§ MATERIALS PROVIDED:
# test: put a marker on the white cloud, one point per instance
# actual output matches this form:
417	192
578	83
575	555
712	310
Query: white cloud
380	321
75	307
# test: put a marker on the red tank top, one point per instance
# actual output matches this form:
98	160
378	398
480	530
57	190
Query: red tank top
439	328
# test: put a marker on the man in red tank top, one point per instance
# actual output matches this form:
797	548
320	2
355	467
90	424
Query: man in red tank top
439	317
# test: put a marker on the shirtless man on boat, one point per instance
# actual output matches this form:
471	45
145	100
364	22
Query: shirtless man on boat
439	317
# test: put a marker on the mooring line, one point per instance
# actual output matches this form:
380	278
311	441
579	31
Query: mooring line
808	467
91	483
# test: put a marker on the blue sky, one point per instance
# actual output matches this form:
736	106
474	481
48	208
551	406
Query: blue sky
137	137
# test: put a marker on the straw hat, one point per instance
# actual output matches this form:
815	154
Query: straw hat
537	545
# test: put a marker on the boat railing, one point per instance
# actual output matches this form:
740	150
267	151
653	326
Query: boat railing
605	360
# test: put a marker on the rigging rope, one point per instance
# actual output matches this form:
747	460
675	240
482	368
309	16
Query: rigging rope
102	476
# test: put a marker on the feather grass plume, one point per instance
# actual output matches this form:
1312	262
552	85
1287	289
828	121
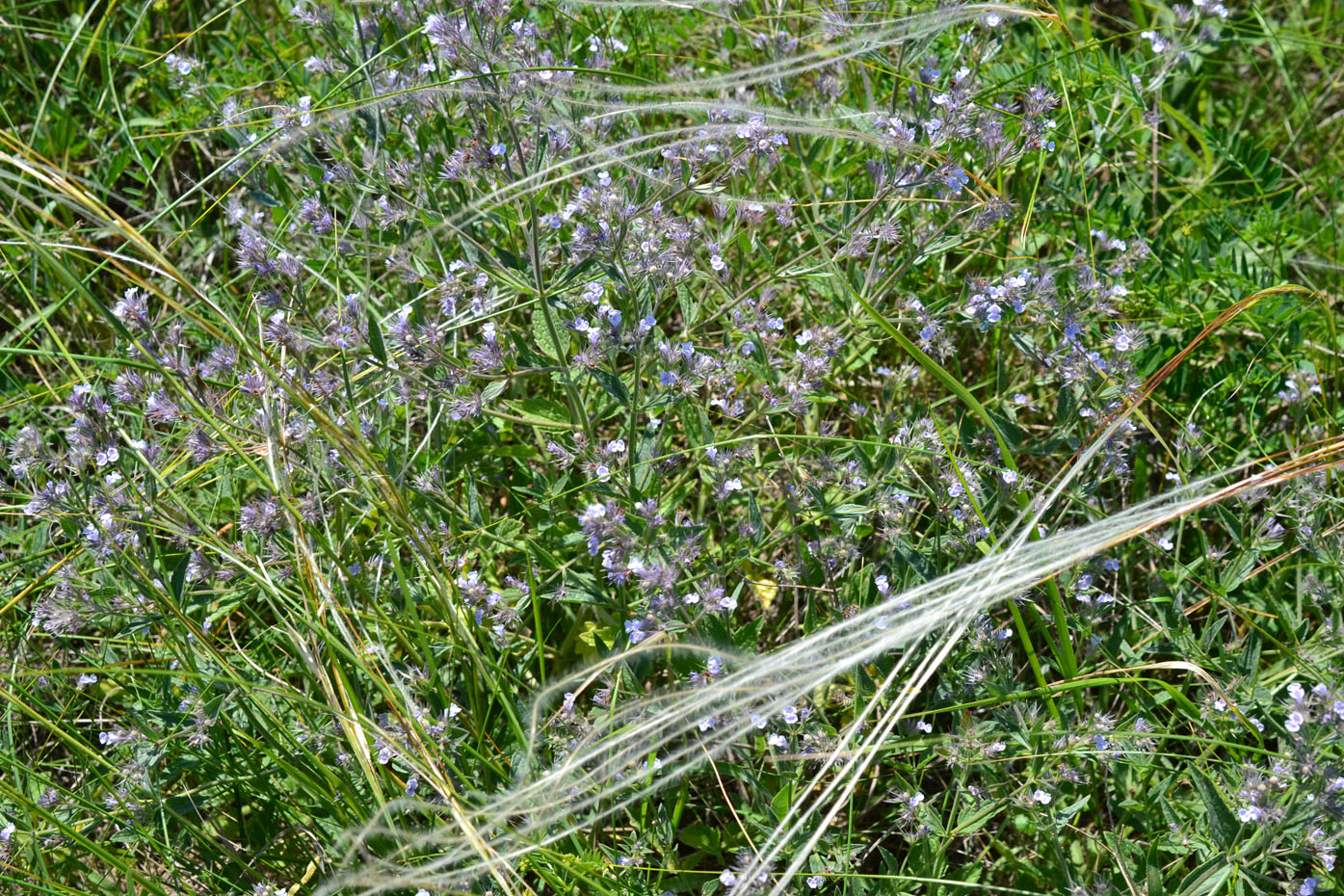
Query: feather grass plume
613	766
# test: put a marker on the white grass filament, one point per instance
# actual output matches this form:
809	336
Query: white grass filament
612	769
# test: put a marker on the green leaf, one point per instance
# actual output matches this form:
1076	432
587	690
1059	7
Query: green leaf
1222	824
613	385
540	411
375	340
699	837
541	334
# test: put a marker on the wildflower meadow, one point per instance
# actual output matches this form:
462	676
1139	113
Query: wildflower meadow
640	448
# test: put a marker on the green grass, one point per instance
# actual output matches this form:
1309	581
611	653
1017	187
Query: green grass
291	593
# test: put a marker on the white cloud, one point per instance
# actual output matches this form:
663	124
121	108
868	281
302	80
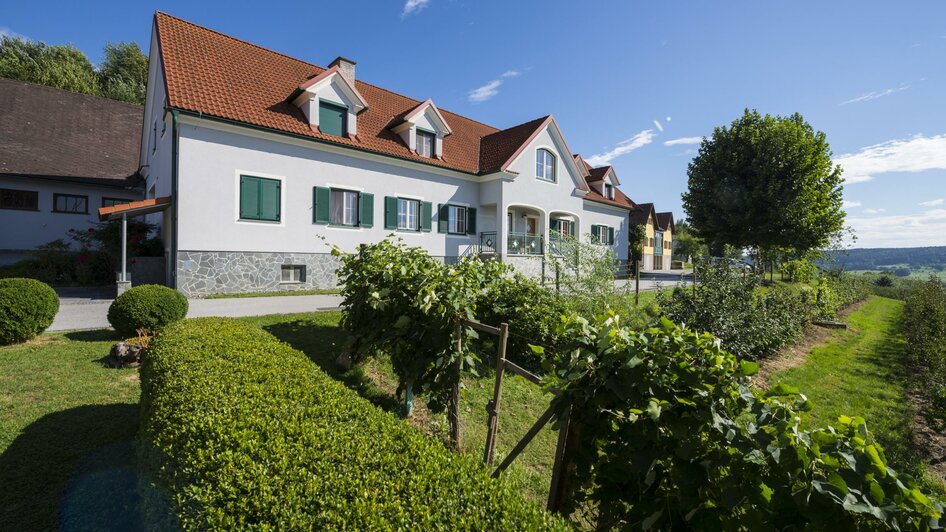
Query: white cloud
412	6
916	154
625	146
923	229
481	94
683	141
866	97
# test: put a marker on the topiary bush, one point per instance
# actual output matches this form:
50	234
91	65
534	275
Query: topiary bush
243	431
27	308
148	306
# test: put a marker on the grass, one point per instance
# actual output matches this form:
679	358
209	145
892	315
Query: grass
66	427
860	372
327	291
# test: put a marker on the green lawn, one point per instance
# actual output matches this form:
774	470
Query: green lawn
279	293
860	372
66	427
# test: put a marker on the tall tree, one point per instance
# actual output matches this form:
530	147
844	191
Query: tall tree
766	183
124	72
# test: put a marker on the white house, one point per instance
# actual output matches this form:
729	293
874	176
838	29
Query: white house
62	156
266	159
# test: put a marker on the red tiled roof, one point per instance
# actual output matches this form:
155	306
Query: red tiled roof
148	204
214	74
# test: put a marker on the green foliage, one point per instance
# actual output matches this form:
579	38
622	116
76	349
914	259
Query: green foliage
924	324
122	75
668	434
148	306
765	182
727	302
27	308
799	270
402	301
243	431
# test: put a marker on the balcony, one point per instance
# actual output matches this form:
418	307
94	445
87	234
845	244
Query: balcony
516	243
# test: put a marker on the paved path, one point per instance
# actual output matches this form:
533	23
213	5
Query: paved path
90	310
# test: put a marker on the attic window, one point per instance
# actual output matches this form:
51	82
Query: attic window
425	143
333	119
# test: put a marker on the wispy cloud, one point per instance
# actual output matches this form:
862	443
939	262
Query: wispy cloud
917	154
923	229
485	92
866	97
413	6
625	146
683	141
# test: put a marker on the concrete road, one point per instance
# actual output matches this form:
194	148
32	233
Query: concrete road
89	309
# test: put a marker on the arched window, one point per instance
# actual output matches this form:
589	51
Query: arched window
544	165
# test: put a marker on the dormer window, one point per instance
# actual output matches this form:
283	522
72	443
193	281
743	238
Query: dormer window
333	119
426	142
544	165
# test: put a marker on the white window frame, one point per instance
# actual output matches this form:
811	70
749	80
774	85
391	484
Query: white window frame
408	218
543	167
456	222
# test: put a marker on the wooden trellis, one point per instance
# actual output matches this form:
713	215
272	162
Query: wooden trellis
492	408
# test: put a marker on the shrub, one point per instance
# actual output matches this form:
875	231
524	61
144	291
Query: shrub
27	308
924	324
148	306
243	431
668	434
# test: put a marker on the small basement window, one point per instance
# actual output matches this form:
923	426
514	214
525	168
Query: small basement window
292	273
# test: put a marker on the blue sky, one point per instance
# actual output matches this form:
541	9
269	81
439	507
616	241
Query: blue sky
633	84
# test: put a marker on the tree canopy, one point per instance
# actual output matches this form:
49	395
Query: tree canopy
766	183
123	74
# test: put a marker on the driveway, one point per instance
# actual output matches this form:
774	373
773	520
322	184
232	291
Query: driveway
88	308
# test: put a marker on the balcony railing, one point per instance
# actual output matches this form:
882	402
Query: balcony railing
524	244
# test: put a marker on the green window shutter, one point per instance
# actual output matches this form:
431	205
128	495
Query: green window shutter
366	209
333	119
426	209
269	199
470	221
249	198
390	212
321	197
443	218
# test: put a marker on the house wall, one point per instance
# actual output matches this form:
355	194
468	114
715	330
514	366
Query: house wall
24	230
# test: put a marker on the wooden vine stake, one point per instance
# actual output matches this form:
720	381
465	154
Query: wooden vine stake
454	415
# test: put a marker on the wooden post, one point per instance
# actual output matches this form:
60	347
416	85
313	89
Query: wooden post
493	407
454	415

§ EXERCISE OBJECTIVE: Convert every line of the records above into a JSON list of strings, with one string per line and no blank lines. Omit the pictures.

§ SOLUTION BELOW:
[
  "# test: put a marker on the white cloud, one point per instance",
  "# actual output matches this form:",
  "417\t192",
  "578\t83",
  "575\t555",
  "712\t310",
  "Query: white cloud",
  "380\t321",
  "75\t307",
  "# test: put a marker on the red tank top, one point per instance",
  "# actual output matches this form:",
  "98\t160",
  "378\t398",
  "480\t530",
  "57\t190",
  "Query: red tank top",
  "439\t328",
  "# test: put a marker on the man in red tank top, one point per instance",
  "# actual output matches this form:",
  "797\t548",
  "320\t2",
  "355\t467",
  "90\t424",
  "Query: man in red tank top",
  "439\t317",
  "# test: put a marker on the shirtless man on boat, one point per instance",
  "# actual output matches this form:",
  "471\t45",
  "145\t100",
  "364\t22",
  "Query: shirtless man on boat",
  "439\t317",
  "# test: put a marker on the mooring line, one point per instance",
  "# actual output matches this form:",
  "380\t278",
  "311\t441",
  "579\t31",
  "Query: mooring line",
  "808\t467",
  "91\t483",
  "# test: put a marker on the blue sky, one point per instance",
  "# actual output matches this form:",
  "736\t106",
  "474\t481",
  "48\t208",
  "551\t406",
  "Query: blue sky",
  "137\t137",
  "# test: put a marker on the straw hat, one point per instance",
  "# actual output matches this form:",
  "815\t154",
  "Query: straw hat",
  "537\t545",
  "# test: put a marker on the boat railing, one point per instance",
  "# actual output matches this form:",
  "740\t150",
  "267\t151",
  "653\t326",
  "Query: boat railing",
  "605\t360",
  "# test: put a marker on the rigging rope, one point per instance",
  "# actual output matches this form:",
  "747\t460",
  "675\t240",
  "482\t368",
  "309\t16",
  "Query: rigging rope",
  "102\t476",
  "# test: put a marker on the feather grass plume, one point per instance",
  "# actual output matches this form:",
  "1312\t262",
  "552\t85",
  "1287\t289",
  "828\t121",
  "Query: feather grass plume",
  "613\t766",
  "# test: put a marker on the white grass filament, one point per instance",
  "# actual output matches this form:",
  "809\t336",
  "Query: white grass filament",
  "612\t769",
  "# test: put a marker on the green leaf, one point per instance",
  "# actual output matches this form:",
  "1076\t432",
  "587\t690",
  "1059\t7",
  "Query: green leaf",
  "1222\t824",
  "613\t385",
  "540\t411",
  "375\t340",
  "699\t837",
  "541\t334",
  "# test: put a marker on the wildflower meadow, one point per instance",
  "# actual output matches this form:",
  "462\t676",
  "1139\t113",
  "Query: wildflower meadow",
  "640\t448",
  "# test: put a marker on the green grass, one point per instance",
  "# actual output matches this form:",
  "1309\t581",
  "611\t653",
  "1017\t187",
  "Query: green grass",
  "291\t593",
  "# test: put a marker on the white cloud, one point per instance",
  "# actual output matches this form:",
  "663\t124",
  "121\t108",
  "868\t281",
  "302\t80",
  "Query: white cloud",
  "412\t6",
  "916\t154",
  "625\t146",
  "923\t229",
  "481\t94",
  "683\t141",
  "866\t97",
  "# test: put a marker on the topiary bush, one point per instance",
  "# actual output matches this form:",
  "50\t234",
  "91\t65",
  "534\t275",
  "Query: topiary bush",
  "243\t431",
  "27\t308",
  "148\t306",
  "# test: put a marker on the grass, one point per instance",
  "# actual output matches this form:",
  "679\t358",
  "209\t145",
  "892\t315",
  "Query: grass",
  "66\t427",
  "860\t372",
  "327\t291",
  "# test: put a marker on the green lawn, one point per instance",
  "# actual output matches this form:",
  "774\t470",
  "Query: green lawn",
  "279\t293",
  "860\t372",
  "66\t427",
  "# test: put a marker on the tall tree, one point per instance",
  "# actual output matches this form:",
  "530\t147",
  "844\t191",
  "Query: tall tree",
  "766\t183",
  "124\t72",
  "# test: put a marker on the white house, one point per instance",
  "# actual output matches this form:",
  "729\t293",
  "874\t176",
  "838\t29",
  "Query: white house",
  "62\t156",
  "266\t159",
  "# test: put a marker on the red tiled roof, one point per instance",
  "# actual output matches this form:",
  "155\t306",
  "Query: red tiled roof",
  "148\t204",
  "214\t74",
  "# test: put a marker on the green foliage, one point per instance",
  "# actual output matches this form:",
  "579\t38",
  "622\t116",
  "76\t349",
  "914\t259",
  "Query: green foliage",
  "924\t324",
  "122\t75",
  "668\t434",
  "148\t306",
  "765\t182",
  "727\t302",
  "27\t308",
  "799\t270",
  "402\t301",
  "243\t431",
  "# test: put a marker on the balcony, one point per instance",
  "# actual output matches this form:",
  "418\t307",
  "94\t445",
  "87\t234",
  "845\t244",
  "Query: balcony",
  "516\t243",
  "# test: put a marker on the paved path, one point per instance",
  "# actual output matches this form:",
  "533\t23",
  "213\t5",
  "Query: paved path",
  "90\t310",
  "# test: put a marker on the attic window, one point per instance",
  "# actual output matches this form:",
  "51\t82",
  "Query: attic window",
  "425\t143",
  "333\t119",
  "# test: put a marker on the wispy cloud, one point per instance",
  "# actual output matches this form:",
  "862\t443",
  "939\t262",
  "Query: wispy cloud",
  "917\t154",
  "923\t229",
  "485\t92",
  "866\t97",
  "413\t6",
  "625\t146",
  "683\t141",
  "# test: put a marker on the concrete road, one point per instance",
  "# actual output matches this form:",
  "194\t148",
  "32\t233",
  "Query: concrete road",
  "89\t309",
  "# test: put a marker on the arched window, one point per instance",
  "# actual output matches this form:",
  "589\t51",
  "Query: arched window",
  "544\t165",
  "# test: put a marker on the dormer window, one point per instance",
  "# actual output matches this form:",
  "283\t522",
  "72\t443",
  "193\t281",
  "743\t238",
  "Query: dormer window",
  "333\t119",
  "426\t142",
  "544\t165",
  "# test: put a marker on the white window frame, one point per instance",
  "# actual output matches this form:",
  "811\t70",
  "749\t80",
  "774\t85",
  "391\t484",
  "Query: white window frame",
  "408\t218",
  "543\t167",
  "456\t222",
  "# test: put a marker on the wooden trellis, one point per instance",
  "# actual output matches this form:",
  "713\t215",
  "272\t162",
  "Query: wooden trellis",
  "492\t408",
  "# test: put a marker on the shrub, one point per instance",
  "# actual output matches this form:",
  "875\t231",
  "524\t61",
  "144\t291",
  "Query: shrub",
  "27\t308",
  "924\t324",
  "148\t306",
  "243\t431",
  "668\t434",
  "# test: put a marker on the small basement window, one point per instance",
  "# actual output matches this form:",
  "923\t426",
  "514\t214",
  "525\t168",
  "Query: small basement window",
  "292\t273",
  "# test: put a marker on the blue sky, one point per instance",
  "# actual output matches this form:",
  "541\t9",
  "269\t81",
  "439\t507",
  "616\t241",
  "Query: blue sky",
  "633\t84",
  "# test: put a marker on the tree canopy, one point per instance",
  "# actual output matches this form:",
  "49\t395",
  "Query: tree canopy",
  "766\t183",
  "123\t74",
  "# test: put a marker on the driveway, one point per instance",
  "# actual output matches this form:",
  "774\t373",
  "773\t520",
  "322\t184",
  "232\t291",
  "Query: driveway",
  "88\t308",
  "# test: put a marker on the balcony railing, one point per instance",
  "# actual output matches this form:",
  "882\t402",
  "Query: balcony railing",
  "524\t244",
  "# test: put a marker on the green window shutter, one point per instance",
  "# actual output matches this form:",
  "431\t205",
  "128\t495",
  "Query: green window shutter",
  "366\t209",
  "333\t119",
  "426\t209",
  "269\t199",
  "470\t221",
  "249\t198",
  "390\t212",
  "321\t197",
  "443\t218",
  "# test: put a marker on the house wall, one point per instance",
  "# actual output matches this form:",
  "355\t194",
  "468\t114",
  "715\t330",
  "514\t366",
  "Query: house wall",
  "24\t230",
  "# test: put a marker on the wooden vine stake, one point per instance",
  "# actual output matches this form:",
  "720\t381",
  "465\t154",
  "Query: wooden vine stake",
  "454\t415",
  "# test: put a marker on the wooden post, one point per instance",
  "# actual output matches this form:",
  "60\t347",
  "416\t85",
  "313\t89",
  "Query: wooden post",
  "493\t407",
  "454\t415"
]